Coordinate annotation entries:
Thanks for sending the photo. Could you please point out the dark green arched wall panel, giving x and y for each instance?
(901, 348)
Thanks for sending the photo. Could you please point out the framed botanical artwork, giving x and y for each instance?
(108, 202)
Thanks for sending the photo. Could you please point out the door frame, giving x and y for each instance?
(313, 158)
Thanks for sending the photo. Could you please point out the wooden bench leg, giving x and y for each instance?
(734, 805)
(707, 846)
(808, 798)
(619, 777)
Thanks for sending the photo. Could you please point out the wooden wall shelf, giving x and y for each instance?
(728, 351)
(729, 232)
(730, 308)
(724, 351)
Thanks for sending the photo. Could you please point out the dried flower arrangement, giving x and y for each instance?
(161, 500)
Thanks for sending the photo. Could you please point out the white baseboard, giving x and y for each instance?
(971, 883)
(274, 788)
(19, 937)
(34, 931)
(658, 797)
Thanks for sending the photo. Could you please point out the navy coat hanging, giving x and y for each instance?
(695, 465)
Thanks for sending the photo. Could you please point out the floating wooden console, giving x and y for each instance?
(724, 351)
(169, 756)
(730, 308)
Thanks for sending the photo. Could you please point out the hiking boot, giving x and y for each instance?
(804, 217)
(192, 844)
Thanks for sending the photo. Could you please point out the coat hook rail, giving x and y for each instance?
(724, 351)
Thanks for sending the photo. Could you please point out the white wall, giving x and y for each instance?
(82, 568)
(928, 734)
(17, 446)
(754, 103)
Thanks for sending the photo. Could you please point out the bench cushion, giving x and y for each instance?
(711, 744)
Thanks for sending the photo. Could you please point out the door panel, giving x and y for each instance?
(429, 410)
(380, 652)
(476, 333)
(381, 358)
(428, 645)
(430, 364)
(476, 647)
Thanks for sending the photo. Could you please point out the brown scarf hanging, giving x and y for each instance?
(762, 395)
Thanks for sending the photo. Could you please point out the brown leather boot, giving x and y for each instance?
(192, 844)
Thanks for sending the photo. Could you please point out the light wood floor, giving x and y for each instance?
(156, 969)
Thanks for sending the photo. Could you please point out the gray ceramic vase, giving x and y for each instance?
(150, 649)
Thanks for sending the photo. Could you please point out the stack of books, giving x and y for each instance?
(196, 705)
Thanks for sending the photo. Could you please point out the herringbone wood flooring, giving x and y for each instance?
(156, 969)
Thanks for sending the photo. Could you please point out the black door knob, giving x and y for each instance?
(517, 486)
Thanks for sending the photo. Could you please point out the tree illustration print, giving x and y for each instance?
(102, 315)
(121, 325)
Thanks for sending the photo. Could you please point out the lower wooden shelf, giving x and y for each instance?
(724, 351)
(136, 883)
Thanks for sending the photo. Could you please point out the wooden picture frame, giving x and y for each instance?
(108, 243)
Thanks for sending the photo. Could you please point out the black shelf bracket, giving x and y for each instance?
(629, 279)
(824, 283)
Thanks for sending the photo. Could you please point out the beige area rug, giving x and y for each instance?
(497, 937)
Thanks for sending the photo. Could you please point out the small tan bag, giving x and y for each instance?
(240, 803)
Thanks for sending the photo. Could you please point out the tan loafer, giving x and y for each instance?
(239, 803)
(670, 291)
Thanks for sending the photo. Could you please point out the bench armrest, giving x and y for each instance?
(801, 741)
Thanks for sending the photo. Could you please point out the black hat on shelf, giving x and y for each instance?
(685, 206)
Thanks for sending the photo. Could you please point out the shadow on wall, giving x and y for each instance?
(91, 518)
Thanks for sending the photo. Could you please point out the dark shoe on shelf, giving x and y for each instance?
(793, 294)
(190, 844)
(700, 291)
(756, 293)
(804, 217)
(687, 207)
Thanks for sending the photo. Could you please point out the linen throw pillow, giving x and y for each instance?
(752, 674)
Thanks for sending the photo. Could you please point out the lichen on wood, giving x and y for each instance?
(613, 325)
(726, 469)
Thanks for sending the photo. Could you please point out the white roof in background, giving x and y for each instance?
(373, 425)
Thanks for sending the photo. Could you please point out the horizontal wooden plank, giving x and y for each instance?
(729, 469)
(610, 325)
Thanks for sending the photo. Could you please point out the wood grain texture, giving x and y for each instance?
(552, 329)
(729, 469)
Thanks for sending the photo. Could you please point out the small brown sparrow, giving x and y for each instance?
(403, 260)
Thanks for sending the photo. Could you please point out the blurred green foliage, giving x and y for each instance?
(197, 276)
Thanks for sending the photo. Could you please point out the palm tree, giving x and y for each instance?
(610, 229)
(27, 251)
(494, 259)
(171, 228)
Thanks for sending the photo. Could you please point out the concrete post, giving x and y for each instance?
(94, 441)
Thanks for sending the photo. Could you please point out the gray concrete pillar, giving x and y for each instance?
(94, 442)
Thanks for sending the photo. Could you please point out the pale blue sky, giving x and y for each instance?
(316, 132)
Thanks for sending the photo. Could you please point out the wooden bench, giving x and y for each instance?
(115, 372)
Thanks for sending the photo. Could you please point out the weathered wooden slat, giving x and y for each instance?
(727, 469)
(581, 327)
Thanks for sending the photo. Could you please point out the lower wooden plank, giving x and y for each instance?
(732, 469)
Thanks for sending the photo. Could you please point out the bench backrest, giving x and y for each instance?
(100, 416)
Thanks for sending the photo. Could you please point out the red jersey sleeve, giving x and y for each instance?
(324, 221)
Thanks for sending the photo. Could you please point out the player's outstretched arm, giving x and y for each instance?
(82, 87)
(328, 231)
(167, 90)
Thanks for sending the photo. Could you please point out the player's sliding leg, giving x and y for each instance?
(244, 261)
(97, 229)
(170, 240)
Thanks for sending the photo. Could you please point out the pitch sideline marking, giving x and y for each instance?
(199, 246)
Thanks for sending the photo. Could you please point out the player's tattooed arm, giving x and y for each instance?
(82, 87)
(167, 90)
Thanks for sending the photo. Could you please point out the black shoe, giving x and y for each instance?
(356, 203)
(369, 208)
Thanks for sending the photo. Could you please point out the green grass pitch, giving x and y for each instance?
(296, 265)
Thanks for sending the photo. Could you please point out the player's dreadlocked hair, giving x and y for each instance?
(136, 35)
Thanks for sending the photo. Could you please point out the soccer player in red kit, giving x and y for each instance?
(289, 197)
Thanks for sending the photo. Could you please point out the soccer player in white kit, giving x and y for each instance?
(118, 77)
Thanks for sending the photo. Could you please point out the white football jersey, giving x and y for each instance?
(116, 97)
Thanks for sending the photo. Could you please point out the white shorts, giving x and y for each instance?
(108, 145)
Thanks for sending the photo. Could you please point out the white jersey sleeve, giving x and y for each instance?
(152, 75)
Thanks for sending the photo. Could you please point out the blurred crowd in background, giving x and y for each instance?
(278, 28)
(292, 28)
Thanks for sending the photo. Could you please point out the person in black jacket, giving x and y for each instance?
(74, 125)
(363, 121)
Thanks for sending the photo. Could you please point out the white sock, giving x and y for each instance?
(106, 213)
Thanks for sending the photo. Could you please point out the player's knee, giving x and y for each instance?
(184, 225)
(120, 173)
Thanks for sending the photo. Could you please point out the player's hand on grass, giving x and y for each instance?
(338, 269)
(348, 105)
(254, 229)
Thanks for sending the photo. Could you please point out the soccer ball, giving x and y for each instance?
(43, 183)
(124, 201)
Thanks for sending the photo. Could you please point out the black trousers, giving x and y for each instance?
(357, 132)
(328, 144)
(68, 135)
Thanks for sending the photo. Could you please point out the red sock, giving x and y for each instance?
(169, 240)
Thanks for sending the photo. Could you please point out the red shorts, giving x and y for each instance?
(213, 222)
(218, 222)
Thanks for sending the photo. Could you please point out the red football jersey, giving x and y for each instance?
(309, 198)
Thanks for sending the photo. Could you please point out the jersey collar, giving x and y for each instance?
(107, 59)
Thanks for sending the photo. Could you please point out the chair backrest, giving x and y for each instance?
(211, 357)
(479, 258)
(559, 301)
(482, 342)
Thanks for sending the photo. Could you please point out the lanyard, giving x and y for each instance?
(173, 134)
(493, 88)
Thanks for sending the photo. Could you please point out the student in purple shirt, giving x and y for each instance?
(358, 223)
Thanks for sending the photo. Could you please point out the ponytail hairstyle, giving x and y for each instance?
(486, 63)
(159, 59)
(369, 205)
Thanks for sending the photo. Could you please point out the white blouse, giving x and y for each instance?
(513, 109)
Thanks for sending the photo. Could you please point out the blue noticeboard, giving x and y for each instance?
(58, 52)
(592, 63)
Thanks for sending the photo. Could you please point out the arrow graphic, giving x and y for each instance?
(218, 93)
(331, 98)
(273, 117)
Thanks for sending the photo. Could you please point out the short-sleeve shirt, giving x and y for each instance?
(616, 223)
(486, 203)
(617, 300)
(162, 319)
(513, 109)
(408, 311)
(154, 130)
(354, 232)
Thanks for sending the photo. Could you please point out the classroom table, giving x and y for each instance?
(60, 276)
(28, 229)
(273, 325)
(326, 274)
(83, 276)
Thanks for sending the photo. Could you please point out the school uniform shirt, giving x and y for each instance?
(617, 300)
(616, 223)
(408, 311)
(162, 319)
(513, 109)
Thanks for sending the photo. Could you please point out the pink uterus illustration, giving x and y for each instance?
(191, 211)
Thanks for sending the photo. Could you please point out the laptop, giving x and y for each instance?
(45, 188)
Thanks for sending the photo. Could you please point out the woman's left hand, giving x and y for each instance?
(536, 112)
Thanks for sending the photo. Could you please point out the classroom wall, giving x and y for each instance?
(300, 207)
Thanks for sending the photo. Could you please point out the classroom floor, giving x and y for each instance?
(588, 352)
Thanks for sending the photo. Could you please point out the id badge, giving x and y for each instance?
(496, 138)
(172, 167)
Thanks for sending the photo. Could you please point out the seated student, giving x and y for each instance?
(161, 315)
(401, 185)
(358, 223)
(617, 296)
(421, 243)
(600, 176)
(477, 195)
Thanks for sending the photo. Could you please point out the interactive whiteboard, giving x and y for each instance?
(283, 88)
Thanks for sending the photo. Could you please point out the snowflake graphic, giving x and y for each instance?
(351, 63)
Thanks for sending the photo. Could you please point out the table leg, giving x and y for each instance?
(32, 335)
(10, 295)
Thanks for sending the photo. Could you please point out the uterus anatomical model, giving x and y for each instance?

== TO DO ==
Your task is to transcribe the line containing "noticeboard, giving x and y for each instance?" and every line after it, through the last line of the data, exactly as written and with nothing more.

== TASK ANSWER ==
Thanks for sending the photo. Could you please point out the blue noticeboard, giving x and y for each instance?
(58, 52)
(592, 63)
Thanks for sending the photo. Could you please point out the arrow graphic, giving x and y for each instance?
(218, 93)
(331, 98)
(273, 117)
Thanks for sending the photo. Could you please point out the short-sleeve shirt, giving x and y for each instance?
(616, 223)
(486, 203)
(617, 300)
(162, 319)
(513, 109)
(408, 311)
(154, 130)
(354, 232)
Thanks for sending the photo. Could you please point out the classroom table, giving x and y for each instance?
(60, 276)
(28, 229)
(273, 325)
(326, 274)
(83, 276)
Thanks for sending the photo. Could you please point out the school uniform shirt, giving x and y for each instance?
(617, 300)
(616, 223)
(408, 311)
(162, 319)
(513, 109)
Thanks for sending the photo. Could you please point out the pink uterus illustration, giving x and y for each instance?
(191, 211)
Thanks for sending the photo. Could you please point out the laptop, giving x and y for each instance?
(45, 188)
Thanks for sending the photo. Could you please point out the woman's left hand, giving x and y for each instance?
(536, 112)
Thanks for sending the photo. Could you please point out the classroom wall, giving x and y for each instance?
(300, 207)
Thanks for sending the photo. Could you please point out the classroom floor, giving x and y for each instance?
(588, 352)
Thanks for sending the photo. Could you please point out the id badge, giving x and y for each instance?
(496, 138)
(172, 167)
Thanks for sending the photo. Could you please point out the seated student, giving x and y for each instance?
(161, 315)
(401, 185)
(358, 223)
(617, 296)
(421, 243)
(600, 176)
(477, 195)
Thanks for sending the photo. Could you please point out the interactive whiteboard, giving x and y for each instance?
(283, 88)
Thanks for sending the photo. Could you please point out the snowflake graphic, giving x and y for each instance?
(351, 63)
Thanks for sending the photo. Could you please point out the table leg, giving x and y for each instance?
(32, 335)
(10, 295)
Thanks for sending the photo. Could you please point out the uterus anatomical model, giving x and y for each instance?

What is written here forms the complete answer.